## [Page text]
Changes in the attributes of all five types of system components can provide information about spatial and temporal dynamics. These changes may occur in self-interactions (for example, the aging of populations and infrastructure) or via interactions with other components. Comparing the spatial attributes of the different interacting components in the Minamata story reveals that many interactions between material components were local. In cell D, the individual interaction occurred between a local point source, in the form of a manufacturing plant that discharges methylmercury, and Minamata Bay, which received this methylmercury locally. The methylmercury in Minamata Bay accumulated mainly in local fish (cell E), which in turn was consumed mostly by nearby populations (cell F). At the same time, many of the market-based interactions that involved buying and selling mercury (and the chemicals produced by the factory) were national and international. Knowledge about techniques for mercury use as well as the health dangers of mercury also diffused across international borders.
Using the matrix approach to trace interactions across temporal scales in the Minamata story shows that interactions among material components lasted for both longer and shorter periods of time. The chemical factory in Minamata used commercial mercury in two production processes and released methylmercury into Minamata Bay for several decades starting in the 1930s, and it took nearly 70 years after the methylmercury was first discharged from the factory to clean up Minamata Bay (cell D). Methylmercury discharged into Minamata Bay began to quickly accumulate in local fish as they grew and matured (cell E). After the discharges of methylmercury began, it took more than two decades before the local doctor identified the first patient who had contracted Minamata disease from eating contaminated fish (cell F). Although many fishers and other people died a few years after contracting Minamata disease, some people who suffered irreparable damages to their nervous systems were alive and still affected by Minamata disease well into the early decades of the twenty-first century.

## [Material provided]
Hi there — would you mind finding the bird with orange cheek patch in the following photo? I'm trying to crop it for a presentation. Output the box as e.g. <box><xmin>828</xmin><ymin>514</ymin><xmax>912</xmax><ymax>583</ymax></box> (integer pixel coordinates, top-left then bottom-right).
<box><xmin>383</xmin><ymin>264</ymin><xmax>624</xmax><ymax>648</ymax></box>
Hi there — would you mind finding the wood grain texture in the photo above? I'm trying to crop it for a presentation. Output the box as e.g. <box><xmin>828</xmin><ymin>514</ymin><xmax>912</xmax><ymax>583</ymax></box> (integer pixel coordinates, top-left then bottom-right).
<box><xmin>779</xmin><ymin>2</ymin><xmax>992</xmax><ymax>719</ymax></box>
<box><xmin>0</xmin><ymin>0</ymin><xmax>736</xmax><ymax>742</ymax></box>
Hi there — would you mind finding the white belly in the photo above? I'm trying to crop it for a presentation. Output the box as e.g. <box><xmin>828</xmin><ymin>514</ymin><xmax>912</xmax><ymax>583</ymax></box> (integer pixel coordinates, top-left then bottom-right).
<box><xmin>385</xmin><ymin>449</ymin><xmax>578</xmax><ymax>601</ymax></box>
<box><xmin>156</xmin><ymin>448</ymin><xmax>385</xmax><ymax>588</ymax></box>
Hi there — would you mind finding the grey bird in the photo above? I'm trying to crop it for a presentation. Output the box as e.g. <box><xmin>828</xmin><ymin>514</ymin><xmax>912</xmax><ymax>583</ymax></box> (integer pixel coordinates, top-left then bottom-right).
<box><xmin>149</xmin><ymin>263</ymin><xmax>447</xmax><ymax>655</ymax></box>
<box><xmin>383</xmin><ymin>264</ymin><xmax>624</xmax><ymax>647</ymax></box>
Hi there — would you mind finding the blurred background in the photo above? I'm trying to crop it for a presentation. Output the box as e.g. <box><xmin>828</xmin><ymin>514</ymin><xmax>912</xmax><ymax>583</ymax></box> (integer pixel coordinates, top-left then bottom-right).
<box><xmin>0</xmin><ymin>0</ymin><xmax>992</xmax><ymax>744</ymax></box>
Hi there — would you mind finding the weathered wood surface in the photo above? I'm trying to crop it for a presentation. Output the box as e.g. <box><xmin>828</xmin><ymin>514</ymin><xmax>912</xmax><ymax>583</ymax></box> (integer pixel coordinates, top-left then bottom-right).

## [Activity 1]
In the Minamata text, translate this sentence into Spanish: "The methylmercury in Minamata Bay accumulated mainly in local fish (cell E), which in turn was consumed mostly by nearby populations (cell F)."
## [Activity 2]
Continue the text on the Minamata story after its final sentence.

## [Your response 1]
El metilmercurio de la bahía de Minamata se acumuló principalmente en los peces locales (celda E), que a su vez fueron consumidos sobre todo por las poblaciones cercanas (celda F).

## [Your response 2]
We have taken the illustrative interactions among human, technical, and environmental components related to the Minamata story from figure 2.2, described them in qualitative terms, and aggregated them in their respective sets in figure 2.3, which appears below. In part II, we present interaction matrices in the format of figure 2.3, using mainly qualitative data, as we examine interactions and provide system-level insights for the mercury systems discussed in each chapter. This allows us to present necessary context and detail for the respective interactions. If sufficient quantitative data were available, and if it were analytically feasible and appropriate, it would be possible to construct a quantitative model. A quantitative model based on the Minamata story could simulate mercury in the fish in Minamata Bay and in the bodies of the people who consume that fish. The interaction matrix could then be used to calculate and describe the rate of change at which mercury builds up in the fish, as well as the rates at which mercury accumulates in (and discharges from) human bodies over time. This calculation is similar to what is known as a first derivative, which identifies whether a mathematical function is increasing or decreasing, as well as its instantaneous rate of change.
Illustrative interaction matrix for the Minamata story.
The diagonal boxes of figure 2.3 (e.g., boxes 1-1, 2-2, and 3-3) represent interactions among material components in the same set, including where an individual component interacts with itself (the diagonal cells in figure 2.2). The boxes that do not fall along the diagonal represent interactions that involve different sets of material components, where the first number indicates the row and the second number indicates the column of the aggregated matrix (box 1-2, etc.). For example, as noted above in figure 2.2, manufacturing technology affects Minamata Bay in cell D. In figure 2.3, we describe this in general terms as “manufacturing technology releases methylmercury to Minamata Bay” in box 2-3.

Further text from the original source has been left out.